(Data entries)
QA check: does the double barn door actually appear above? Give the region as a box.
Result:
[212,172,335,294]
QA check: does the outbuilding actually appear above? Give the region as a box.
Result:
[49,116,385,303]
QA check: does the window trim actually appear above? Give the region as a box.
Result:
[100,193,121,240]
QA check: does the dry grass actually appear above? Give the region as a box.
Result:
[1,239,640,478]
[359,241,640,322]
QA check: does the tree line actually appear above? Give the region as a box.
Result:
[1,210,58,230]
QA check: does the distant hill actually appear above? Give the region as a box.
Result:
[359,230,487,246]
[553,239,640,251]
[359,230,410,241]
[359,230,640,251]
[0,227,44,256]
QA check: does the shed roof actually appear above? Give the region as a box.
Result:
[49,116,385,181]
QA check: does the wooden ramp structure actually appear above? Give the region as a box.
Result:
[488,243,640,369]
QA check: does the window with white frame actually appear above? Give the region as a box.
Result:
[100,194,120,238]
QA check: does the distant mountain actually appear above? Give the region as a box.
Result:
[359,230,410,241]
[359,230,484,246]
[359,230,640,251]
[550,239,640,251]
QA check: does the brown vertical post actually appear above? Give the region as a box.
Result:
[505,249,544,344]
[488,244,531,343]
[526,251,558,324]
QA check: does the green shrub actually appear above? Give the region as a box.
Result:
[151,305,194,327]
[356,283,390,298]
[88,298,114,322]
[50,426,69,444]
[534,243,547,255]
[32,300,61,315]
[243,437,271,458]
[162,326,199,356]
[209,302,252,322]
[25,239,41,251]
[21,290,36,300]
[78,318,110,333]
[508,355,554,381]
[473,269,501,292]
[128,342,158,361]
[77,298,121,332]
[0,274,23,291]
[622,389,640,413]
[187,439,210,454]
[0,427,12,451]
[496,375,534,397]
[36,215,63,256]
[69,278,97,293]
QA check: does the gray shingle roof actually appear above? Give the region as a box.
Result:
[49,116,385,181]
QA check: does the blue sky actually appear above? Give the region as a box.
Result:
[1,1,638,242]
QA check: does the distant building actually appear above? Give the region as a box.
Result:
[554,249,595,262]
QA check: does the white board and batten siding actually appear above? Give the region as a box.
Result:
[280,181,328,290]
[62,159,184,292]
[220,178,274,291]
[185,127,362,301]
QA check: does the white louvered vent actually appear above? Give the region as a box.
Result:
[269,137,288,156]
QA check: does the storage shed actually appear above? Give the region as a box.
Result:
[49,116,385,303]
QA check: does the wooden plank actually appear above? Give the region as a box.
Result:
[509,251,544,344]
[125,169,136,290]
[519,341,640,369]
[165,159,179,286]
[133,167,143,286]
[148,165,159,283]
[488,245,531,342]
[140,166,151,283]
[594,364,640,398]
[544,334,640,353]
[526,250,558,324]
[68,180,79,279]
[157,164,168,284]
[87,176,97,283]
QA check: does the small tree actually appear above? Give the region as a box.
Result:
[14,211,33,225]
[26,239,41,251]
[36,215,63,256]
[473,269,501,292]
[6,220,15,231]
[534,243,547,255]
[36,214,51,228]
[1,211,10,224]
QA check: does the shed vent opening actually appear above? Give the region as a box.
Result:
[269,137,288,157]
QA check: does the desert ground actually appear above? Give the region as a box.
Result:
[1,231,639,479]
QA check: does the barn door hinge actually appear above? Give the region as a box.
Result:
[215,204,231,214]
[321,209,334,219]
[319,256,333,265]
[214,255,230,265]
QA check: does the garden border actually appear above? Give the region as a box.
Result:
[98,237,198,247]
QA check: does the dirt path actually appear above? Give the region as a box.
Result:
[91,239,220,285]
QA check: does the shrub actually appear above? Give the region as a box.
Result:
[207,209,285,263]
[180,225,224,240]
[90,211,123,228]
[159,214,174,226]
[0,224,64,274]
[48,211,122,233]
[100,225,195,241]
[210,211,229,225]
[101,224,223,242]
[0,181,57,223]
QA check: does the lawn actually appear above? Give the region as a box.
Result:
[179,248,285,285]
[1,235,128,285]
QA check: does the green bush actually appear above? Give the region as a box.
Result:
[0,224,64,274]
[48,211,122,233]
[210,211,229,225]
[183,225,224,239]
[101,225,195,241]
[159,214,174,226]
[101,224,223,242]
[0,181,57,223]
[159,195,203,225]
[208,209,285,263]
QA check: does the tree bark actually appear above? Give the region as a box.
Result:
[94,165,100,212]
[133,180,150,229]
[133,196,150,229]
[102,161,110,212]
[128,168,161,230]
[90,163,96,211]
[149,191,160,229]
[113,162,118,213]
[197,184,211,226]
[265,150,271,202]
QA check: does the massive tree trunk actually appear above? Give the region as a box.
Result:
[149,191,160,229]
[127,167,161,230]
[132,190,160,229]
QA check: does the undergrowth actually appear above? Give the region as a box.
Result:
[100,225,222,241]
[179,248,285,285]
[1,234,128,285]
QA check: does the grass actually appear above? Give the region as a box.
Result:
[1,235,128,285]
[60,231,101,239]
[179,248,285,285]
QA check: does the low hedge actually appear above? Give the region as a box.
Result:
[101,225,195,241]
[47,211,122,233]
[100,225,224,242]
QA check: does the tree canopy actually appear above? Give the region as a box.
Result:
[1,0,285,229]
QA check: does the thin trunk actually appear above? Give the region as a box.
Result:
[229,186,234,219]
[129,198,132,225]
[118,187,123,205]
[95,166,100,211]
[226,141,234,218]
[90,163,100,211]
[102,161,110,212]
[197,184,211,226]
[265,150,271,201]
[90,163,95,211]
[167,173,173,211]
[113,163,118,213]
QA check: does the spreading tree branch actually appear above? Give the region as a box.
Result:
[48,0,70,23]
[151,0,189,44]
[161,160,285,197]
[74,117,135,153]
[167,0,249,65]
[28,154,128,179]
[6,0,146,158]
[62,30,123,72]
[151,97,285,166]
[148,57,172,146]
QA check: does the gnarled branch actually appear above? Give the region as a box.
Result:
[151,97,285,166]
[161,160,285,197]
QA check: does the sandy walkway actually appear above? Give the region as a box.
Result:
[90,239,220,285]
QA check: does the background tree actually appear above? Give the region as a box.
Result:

Work request:
Each entry is to be given again, exactly as it stands.

Answer to this exercise:
QA check: does the double barn door actually appear above? Give the region as a box.
Result:
[212,172,335,294]
QA check: does the outbuilding actually appear above? Give the region as a box.
Result:
[49,116,385,303]
QA check: does the window trim actually appear above? Give the region as a box.
Result:
[100,193,121,240]
QA check: does the dry grass actually appear above? Give the region as a box.
Result:
[1,239,640,478]
[359,241,640,322]
QA check: does the tree line actually appear above? Give the region as a box.
Result:
[1,210,58,230]
QA check: does the distant hill actually appear above? Give the region as a box.
Result:
[359,230,487,246]
[553,239,640,251]
[359,230,410,241]
[359,230,640,251]
[0,227,44,256]
QA check: does the shed roof actually appear above? Give the region as a box.
Result:
[49,116,385,181]
QA check: does the wooden ramp structure actually appear above? Give the region as a box.
Result:
[488,243,640,369]
QA check: does the window with white frame actually appear above? Give the region as a box.
Result:
[100,194,120,238]
QA check: does the distant mountain actually appear above? Give the region as a box.
Result:
[359,230,410,241]
[359,230,484,246]
[359,230,640,251]
[550,239,640,251]
QA check: does the brown vertical post actually appear above? Give the region as a box.
Result:
[505,249,544,344]
[488,244,531,343]
[526,251,558,324]
QA check: does the green shrub actually appear above? Give the region as a box.
Result:
[151,305,194,327]
[356,283,390,298]
[88,298,114,322]
[50,426,69,444]
[534,243,547,255]
[32,300,61,315]
[243,437,271,458]
[162,326,199,356]
[209,302,252,322]
[25,239,41,251]
[21,290,36,300]
[78,318,110,333]
[508,355,554,381]
[473,269,501,292]
[128,342,158,361]
[77,298,121,332]
[0,274,23,291]
[622,389,640,413]
[187,439,210,454]
[0,427,12,451]
[496,375,534,397]
[36,215,63,256]
[69,278,97,293]
QA check: does the gray shingle roof actually appear above? Give the region as a box.
Result:
[49,116,385,181]
QA check: does the blue sky actually appear above? Give the region as a box.
Result:
[1,1,638,242]
QA check: does the distant building actually appear above? Give the region as a box.
Result:
[554,249,595,262]
QA check: does the white board and batten siding actually appear above? Give the region as a box.
Result:
[280,181,328,290]
[62,159,184,292]
[220,178,274,291]
[185,127,362,301]
QA check: does the white louvered vent actually appear above? Give the region as a box.
Result:
[269,137,288,156]
QA check: does the storage shed actually appear above? Give the region as a box.
Result:
[49,116,385,303]
QA check: does the wooden plank actually appear above? Give the region as a box.
Result:
[509,251,544,344]
[125,169,136,290]
[519,341,640,369]
[165,159,179,286]
[133,167,143,286]
[148,165,159,283]
[488,245,531,342]
[140,166,151,283]
[594,364,640,398]
[544,334,640,353]
[526,250,558,324]
[68,180,79,279]
[157,164,168,284]
[87,176,97,283]
QA check: does the small tree actually appear above? Give the region as a box.
Result:
[14,211,33,225]
[26,239,41,251]
[36,215,63,256]
[473,269,501,292]
[6,220,15,231]
[534,243,547,255]
[36,214,51,228]
[1,211,10,224]
QA check: does the shed vent opening actually appear above? Give the region as a box.
Result:
[269,137,288,157]
QA check: does the desert ground actually appear above? Give the region as a box.
Result:
[1,231,639,479]
QA check: does the barn door hinge actually appear above? Give the region as a box.
Result:
[215,204,231,214]
[321,209,334,219]
[319,256,333,265]
[214,255,230,265]
QA check: does the garden border actually appear above? Give the region as a box.
Result:
[98,237,198,247]
QA check: does the dirt path actually appear above? Give the region as a box.
Result:
[91,239,220,285]
QA check: does the shrub actually appear above? Give the region as a box.
Result:
[207,209,285,263]
[180,225,224,240]
[90,211,123,228]
[159,214,174,226]
[0,224,64,274]
[48,211,122,233]
[100,225,195,241]
[210,211,229,225]
[101,224,223,242]
[0,181,57,223]
QA check: does the lawn actually appear above? Give the region as a box.
Result:
[179,248,285,285]
[1,235,128,285]
QA check: does the green bush actually appear above? Give the region as a box.
Result:
[0,224,64,274]
[48,211,122,233]
[210,211,229,225]
[183,225,224,239]
[101,225,195,241]
[159,214,174,226]
[101,224,223,242]
[0,181,57,223]
[159,195,203,225]
[208,209,285,263]
QA check: does the tree bark actually appear above? Give the region as a box.
Result:
[94,165,100,212]
[133,180,150,229]
[133,196,150,229]
[102,161,110,212]
[128,168,161,230]
[90,163,96,211]
[149,191,160,229]
[113,162,118,213]
[197,184,211,226]
[265,150,271,202]
QA check: does the massive tree trunk actually appear above? Give the region as a box.
Result:
[149,191,160,229]
[127,167,161,230]
[132,190,160,229]
QA check: does the undergrowth actually appear above? Give the region as a box.
Result:
[100,225,222,241]
[179,248,285,285]
[1,234,128,285]
QA check: does the grass actually appear above? Give the region as a box.
Result:
[1,235,128,285]
[60,231,101,239]
[179,248,285,285]
QA check: does the low hedge actually appear above? Give the region as a box.
Result:
[101,225,195,241]
[47,211,122,233]
[100,225,224,242]
QA check: does the tree canopy actually appear above? Give the region as a box.
Result:
[1,0,285,229]
QA check: does the thin trunk actually appear above? Give the region as a box.
Result:
[229,186,234,219]
[129,198,132,225]
[118,187,123,205]
[95,166,100,211]
[226,141,234,218]
[90,163,100,211]
[102,161,110,212]
[197,184,211,226]
[265,150,271,201]
[90,163,95,211]
[167,173,173,211]
[113,163,118,213]
QA check: does the spreading tree branch actually appear above? Give the region as a box.
Result:
[48,0,70,23]
[151,0,189,44]
[161,160,285,197]
[74,117,135,153]
[167,0,249,65]
[28,154,128,179]
[6,0,146,158]
[62,30,123,72]
[151,97,285,166]
[148,57,172,146]
QA check: does the gnarled branch actually appear above? Give the region as a box.
Result:
[151,97,285,166]
[161,160,285,197]
QA check: does the sandy walkway actually appear above? Give the region as a box.
Result:
[90,239,220,285]
QA check: does the background tree actually appear above? Give the region as a box.
Result:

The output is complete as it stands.